## WRITTEN EXERCISE
Which lines in the rows below contain the word "open"? List each of those lines in full.

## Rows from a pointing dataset
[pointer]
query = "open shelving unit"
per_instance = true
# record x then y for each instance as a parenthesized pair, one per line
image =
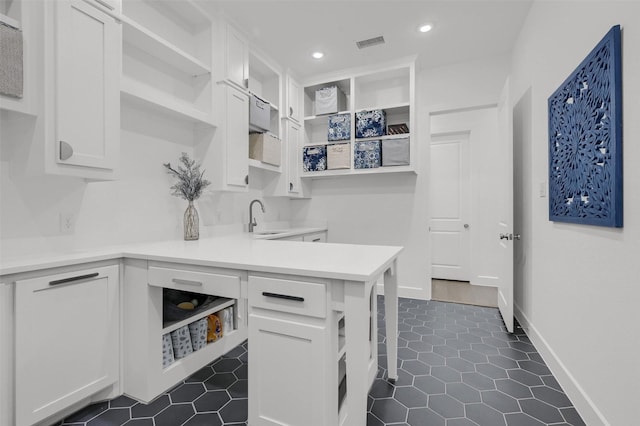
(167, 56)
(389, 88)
--
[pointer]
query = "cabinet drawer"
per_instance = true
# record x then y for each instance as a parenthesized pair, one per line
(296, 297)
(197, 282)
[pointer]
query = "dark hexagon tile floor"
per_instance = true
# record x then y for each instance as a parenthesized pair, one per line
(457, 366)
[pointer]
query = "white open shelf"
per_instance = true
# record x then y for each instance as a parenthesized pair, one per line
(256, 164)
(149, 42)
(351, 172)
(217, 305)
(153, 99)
--
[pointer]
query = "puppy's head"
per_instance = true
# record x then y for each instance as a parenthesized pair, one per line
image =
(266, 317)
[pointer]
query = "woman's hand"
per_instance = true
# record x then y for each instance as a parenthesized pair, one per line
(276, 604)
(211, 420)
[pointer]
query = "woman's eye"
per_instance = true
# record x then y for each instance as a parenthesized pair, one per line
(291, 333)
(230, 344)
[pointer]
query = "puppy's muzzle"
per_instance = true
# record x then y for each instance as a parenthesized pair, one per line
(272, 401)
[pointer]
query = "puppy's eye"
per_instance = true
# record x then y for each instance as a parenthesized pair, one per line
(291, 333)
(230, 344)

## COMPLETE ANSWER
query = "open shelving unit"
query = "white open shelf"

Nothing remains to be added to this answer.